• **Text block**
An international team of cell biologists and engineers has created a three-dimensional (3D) tumour model in the laboratory for ovarian cancer that could lead to improved understanding and treatment of the disease.
The international team, led by the University of Nottingham and Queen Mary University of London, UK, and involving Monash University, created a multicellular 3D model with a new biomaterial that recreates how tumour cells grow in ovarian cancer and respond to anti-cancer drugs.
The hydrogel biomaterial is made through the co-assembly of peptides with proteins found in ovarian cancer.
The formation enables the peptides to assemble these proteins into molecular environments, mirroring their presentation in ovarian tumours.
This world-first study, published in the prestigious journal Science Advances, shows the potential for ovarian cancer cells to be reproduced outside the human body, in their fullest capacity, to test anti-cancer treatments and their effectiveness.
Researchers validated the 3D tumour model by testing clinically used therapeutics on the lab-grown tumours and saw the ovarian tumour shrink.
There is a need for improved 3D tumour models to study cancerous growth and progression in patients, and test responses to new treatments.
Presently, 90 per cent of successful anti-cancer treatments tested pre-clinically fail in the early phases of clinical trials.
Less than 5 per cent of oncology drugs are successful in clinical trials.
Associate Professor of Chemical Engineering and Materials Science and Engineering at Monash University and study co-author, Daniela Loessner, says this new biomaterial approach could lead to more effective testing of new drugs and treatments for ovarian cancer before they enter clinical trials.
According to Cancer Australia, more than 1,500 women will be diagnosed with ovarian cancer in 2020.
Ovarian cancer is estimated to claim the lives of more than 1,000 Australians this year.
“The benefit of using a 3D tumour model is that this third dimension resembles the tissue structure and composition of a patient tumour.
This is different to current practice that includes growing tumour cells on plastic dishes or using research animals – both of which fail to mimic key features of human tissues,” Associate Professor Loessner said.

• **Prompt**
Carry on the article about the lab-grown 3D ovarian cancer tumor model from the point where it stops.

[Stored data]
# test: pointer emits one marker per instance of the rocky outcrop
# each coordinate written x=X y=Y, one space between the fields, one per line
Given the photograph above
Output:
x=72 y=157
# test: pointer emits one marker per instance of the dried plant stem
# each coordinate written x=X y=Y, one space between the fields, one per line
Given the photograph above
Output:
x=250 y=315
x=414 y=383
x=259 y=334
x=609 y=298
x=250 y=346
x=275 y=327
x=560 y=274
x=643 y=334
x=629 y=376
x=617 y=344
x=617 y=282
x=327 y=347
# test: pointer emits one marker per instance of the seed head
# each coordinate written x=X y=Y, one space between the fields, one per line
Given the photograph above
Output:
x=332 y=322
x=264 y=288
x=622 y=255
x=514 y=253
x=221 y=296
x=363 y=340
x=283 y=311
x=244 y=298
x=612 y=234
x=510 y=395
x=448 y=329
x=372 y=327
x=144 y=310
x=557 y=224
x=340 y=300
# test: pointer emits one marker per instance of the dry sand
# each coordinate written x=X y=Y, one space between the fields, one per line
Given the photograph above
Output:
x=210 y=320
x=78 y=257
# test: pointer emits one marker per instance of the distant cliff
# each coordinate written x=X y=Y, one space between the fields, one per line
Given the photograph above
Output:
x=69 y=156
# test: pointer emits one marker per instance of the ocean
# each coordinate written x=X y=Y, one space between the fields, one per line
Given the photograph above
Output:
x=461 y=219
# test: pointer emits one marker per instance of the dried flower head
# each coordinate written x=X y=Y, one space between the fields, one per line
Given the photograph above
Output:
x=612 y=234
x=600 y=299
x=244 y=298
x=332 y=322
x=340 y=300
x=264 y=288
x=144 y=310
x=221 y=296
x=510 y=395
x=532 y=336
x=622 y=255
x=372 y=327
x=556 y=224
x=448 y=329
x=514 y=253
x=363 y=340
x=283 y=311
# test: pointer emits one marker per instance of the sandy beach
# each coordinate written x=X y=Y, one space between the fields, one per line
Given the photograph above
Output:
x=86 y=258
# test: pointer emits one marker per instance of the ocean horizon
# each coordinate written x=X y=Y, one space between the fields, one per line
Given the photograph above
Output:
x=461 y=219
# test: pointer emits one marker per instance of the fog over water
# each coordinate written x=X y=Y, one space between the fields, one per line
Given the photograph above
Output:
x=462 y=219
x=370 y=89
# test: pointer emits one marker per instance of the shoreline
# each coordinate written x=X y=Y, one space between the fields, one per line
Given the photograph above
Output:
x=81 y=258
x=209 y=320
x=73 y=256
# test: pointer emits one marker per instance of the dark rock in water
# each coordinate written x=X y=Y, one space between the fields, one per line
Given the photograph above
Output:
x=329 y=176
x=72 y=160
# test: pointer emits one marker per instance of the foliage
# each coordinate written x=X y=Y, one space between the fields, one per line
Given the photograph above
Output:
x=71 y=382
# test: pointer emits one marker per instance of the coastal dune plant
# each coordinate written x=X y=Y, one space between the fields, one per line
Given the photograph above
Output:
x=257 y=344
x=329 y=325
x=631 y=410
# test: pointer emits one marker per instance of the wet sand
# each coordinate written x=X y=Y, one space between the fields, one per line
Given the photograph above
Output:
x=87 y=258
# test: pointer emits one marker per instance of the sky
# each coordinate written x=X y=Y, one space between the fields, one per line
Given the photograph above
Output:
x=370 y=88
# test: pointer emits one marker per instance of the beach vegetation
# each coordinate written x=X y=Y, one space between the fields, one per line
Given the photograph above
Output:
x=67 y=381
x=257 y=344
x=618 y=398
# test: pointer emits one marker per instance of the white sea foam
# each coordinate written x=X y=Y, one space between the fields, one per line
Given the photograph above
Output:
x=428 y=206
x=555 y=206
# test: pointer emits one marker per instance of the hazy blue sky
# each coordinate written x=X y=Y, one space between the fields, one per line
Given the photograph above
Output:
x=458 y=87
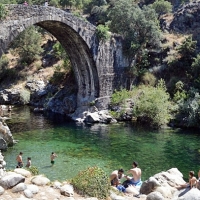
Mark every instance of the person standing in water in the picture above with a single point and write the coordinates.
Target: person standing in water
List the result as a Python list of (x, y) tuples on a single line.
[(19, 160), (28, 162), (53, 156)]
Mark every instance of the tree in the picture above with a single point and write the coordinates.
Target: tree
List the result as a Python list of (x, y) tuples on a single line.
[(28, 44), (3, 11), (161, 7), (138, 27), (68, 3), (152, 105)]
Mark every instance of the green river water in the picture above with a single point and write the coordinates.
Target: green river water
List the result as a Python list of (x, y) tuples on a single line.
[(110, 147)]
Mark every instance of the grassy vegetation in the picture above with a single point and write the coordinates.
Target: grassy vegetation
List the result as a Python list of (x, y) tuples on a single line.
[(93, 182)]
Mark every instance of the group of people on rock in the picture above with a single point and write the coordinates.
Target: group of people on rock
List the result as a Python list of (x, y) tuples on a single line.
[(20, 163), (133, 180), (192, 182)]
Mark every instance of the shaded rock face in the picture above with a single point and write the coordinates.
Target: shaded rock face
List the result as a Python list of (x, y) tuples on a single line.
[(186, 20), (6, 138), (97, 66)]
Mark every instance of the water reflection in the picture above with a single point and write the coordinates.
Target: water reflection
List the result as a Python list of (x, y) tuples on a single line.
[(107, 146)]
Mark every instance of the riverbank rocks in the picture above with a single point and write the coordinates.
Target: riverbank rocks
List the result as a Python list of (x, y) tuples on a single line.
[(46, 190), (67, 190), (6, 138), (23, 172), (40, 180)]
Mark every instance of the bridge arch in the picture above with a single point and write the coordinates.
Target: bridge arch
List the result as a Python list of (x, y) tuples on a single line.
[(75, 35)]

• **Response for this exercise**
Currently, the gold standard for 3D tumour models is a commercially available product consisting of a soluble membrane extracted from mouse sarcoma.
The product’s success is through its capacity to enable cell-matrix interactions, which promote the growth of cancer and cancer-associated stromal cells.
However, the product lacks control in mimicking the tumour microenvironment due to its batch variability, undefined composition, and animal origin.
These limitations prevent the usage of this product from effectively screening and developing new cancer treatments.
Associate Professor Loesser says the study demonstrates the capacity to engineer a 3D matrix that can serve as a complex, yet controllable, alternative.
“By allowing more efficient drug testing, we hope to improve the outcomes of patients diagnosed with ovarian cancer, which still accounts for more deaths than any other cancer of the female reproductive system,” Associate Professor Loessner said.
“We can also develop new treatment strategies that slow down or reduce tumour burden and prolong the survival time of patients.”
Professor Alvaro Mata, from the University of Nottingham’s School of Pharmacy, led the study.
He said: “The peptide / protein composite matrix was designed to attempt to resemble the physical, biomolecular and cellular features of tumours present in patients.
“This suggests that the usage of this new biomaterial could lead to more effective testing of new drugs and treatments for ovarian cancer.”